- Recorded information:

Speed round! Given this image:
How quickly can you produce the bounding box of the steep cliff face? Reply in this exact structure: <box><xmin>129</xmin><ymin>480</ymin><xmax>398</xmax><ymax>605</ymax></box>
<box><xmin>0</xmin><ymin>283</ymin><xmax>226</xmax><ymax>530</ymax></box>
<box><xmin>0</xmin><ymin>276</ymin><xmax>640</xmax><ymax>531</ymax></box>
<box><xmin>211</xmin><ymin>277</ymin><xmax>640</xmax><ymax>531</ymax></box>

- The exercise: Convert all of the data above into a two-column CSV with the headers input and output. Each row holds one text and its answer, each in a single quoted field, with line breaks replaced by spaces.

- Solution:
input,output
"Speed round! Given this image: How quickly can you produce the bounding box of the steep cliff face? Reply in this exact structure: <box><xmin>129</xmin><ymin>480</ymin><xmax>398</xmax><ymax>605</ymax></box>","<box><xmin>0</xmin><ymin>283</ymin><xmax>226</xmax><ymax>530</ymax></box> <box><xmin>0</xmin><ymin>276</ymin><xmax>640</xmax><ymax>531</ymax></box> <box><xmin>211</xmin><ymin>277</ymin><xmax>640</xmax><ymax>531</ymax></box>"